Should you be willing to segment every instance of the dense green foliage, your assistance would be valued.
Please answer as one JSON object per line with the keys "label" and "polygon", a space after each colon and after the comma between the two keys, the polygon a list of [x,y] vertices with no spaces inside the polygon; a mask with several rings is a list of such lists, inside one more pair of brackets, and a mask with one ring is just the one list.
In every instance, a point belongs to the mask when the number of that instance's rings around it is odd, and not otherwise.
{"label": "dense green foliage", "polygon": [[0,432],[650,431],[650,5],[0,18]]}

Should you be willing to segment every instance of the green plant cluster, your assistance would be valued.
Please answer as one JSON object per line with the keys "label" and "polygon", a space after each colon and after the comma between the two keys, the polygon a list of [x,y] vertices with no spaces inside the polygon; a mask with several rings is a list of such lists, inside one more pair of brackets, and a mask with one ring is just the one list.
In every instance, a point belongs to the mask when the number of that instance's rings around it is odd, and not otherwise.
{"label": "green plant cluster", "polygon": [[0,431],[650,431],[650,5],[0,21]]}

----------

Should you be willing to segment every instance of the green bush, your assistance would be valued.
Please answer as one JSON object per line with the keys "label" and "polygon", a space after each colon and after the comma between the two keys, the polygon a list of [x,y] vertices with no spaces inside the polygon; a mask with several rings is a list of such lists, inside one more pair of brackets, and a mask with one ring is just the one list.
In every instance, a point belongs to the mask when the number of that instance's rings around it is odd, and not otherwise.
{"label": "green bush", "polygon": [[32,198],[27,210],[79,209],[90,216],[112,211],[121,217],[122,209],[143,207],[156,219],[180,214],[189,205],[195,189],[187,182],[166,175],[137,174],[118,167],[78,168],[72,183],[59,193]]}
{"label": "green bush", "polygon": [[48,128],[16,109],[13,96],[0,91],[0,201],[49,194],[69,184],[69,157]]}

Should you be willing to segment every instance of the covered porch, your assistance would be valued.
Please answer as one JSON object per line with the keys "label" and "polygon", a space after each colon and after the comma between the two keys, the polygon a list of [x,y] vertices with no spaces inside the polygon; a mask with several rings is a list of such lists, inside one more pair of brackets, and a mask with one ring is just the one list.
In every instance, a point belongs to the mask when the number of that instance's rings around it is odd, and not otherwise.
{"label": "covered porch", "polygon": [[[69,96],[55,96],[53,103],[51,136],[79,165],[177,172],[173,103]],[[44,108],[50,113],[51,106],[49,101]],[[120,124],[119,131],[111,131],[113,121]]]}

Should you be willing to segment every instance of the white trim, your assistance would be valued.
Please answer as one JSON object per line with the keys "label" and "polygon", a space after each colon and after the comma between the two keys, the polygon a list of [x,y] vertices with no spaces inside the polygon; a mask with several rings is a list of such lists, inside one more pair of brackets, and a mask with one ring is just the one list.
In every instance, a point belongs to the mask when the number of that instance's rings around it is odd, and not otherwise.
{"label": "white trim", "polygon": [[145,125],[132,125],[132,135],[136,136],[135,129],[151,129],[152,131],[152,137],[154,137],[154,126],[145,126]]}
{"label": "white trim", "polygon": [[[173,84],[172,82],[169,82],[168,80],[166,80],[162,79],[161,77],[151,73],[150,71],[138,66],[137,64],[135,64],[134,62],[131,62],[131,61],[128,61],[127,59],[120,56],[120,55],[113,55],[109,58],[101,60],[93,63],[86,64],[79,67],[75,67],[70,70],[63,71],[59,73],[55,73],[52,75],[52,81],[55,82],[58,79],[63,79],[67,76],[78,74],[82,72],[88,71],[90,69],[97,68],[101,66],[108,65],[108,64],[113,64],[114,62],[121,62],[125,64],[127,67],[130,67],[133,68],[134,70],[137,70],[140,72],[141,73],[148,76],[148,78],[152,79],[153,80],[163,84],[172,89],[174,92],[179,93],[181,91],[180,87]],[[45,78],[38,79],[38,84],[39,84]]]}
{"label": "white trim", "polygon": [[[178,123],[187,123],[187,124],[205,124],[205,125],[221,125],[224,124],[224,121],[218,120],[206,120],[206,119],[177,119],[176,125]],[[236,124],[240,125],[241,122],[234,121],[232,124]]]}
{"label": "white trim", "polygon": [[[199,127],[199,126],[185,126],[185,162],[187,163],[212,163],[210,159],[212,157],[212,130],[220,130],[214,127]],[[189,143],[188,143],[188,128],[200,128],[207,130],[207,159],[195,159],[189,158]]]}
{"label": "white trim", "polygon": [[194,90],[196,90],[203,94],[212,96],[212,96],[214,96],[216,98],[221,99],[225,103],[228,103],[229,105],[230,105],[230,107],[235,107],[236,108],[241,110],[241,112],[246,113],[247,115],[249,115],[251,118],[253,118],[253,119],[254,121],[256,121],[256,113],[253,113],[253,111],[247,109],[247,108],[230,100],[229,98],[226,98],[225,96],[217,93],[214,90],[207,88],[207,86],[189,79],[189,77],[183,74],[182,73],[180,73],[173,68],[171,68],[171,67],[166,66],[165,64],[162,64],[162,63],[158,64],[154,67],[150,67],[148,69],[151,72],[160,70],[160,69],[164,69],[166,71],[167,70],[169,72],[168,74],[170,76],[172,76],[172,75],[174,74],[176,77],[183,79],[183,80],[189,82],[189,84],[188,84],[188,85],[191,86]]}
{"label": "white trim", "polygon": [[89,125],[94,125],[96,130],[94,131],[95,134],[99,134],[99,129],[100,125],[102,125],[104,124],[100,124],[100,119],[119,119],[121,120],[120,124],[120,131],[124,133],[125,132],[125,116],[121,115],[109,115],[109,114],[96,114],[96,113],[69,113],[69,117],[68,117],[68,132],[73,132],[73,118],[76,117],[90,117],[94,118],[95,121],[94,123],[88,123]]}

----------

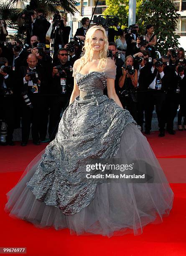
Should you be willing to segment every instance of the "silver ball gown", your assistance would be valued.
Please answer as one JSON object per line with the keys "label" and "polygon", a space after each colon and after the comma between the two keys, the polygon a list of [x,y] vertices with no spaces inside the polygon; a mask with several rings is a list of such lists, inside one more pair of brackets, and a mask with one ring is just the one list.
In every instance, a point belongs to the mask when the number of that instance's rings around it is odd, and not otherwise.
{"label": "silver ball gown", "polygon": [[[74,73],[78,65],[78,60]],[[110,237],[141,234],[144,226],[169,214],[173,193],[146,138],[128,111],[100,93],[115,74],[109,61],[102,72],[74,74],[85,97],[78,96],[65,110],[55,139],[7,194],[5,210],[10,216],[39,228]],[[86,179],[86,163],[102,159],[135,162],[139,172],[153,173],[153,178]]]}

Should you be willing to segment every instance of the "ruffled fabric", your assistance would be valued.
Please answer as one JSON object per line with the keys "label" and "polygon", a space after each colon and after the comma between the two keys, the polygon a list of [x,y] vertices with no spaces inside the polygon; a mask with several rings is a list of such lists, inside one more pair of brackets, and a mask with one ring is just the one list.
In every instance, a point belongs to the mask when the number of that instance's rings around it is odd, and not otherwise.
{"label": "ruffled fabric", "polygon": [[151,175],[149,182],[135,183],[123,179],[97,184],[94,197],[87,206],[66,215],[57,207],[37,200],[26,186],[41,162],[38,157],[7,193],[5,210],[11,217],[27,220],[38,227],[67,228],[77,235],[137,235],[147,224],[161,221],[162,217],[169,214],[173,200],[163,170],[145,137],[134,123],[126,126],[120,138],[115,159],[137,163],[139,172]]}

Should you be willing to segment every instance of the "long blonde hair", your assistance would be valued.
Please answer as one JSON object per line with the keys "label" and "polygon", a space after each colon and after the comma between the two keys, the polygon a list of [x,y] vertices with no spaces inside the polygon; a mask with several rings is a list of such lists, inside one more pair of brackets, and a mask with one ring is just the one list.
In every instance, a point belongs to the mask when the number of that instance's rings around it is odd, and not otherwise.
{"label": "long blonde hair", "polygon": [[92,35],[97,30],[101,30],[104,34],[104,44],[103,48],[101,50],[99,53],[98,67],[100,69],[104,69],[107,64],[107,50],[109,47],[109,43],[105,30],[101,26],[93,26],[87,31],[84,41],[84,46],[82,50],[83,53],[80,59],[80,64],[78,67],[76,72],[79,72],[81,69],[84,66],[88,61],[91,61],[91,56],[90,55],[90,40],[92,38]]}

----------

Show each line from the entries above that contains the word "cluster".

Should you be willing to segment every instance of the green plant cluster, your assistance would be valued.
{"label": "green plant cluster", "polygon": [[0,431],[650,431],[650,5],[0,21]]}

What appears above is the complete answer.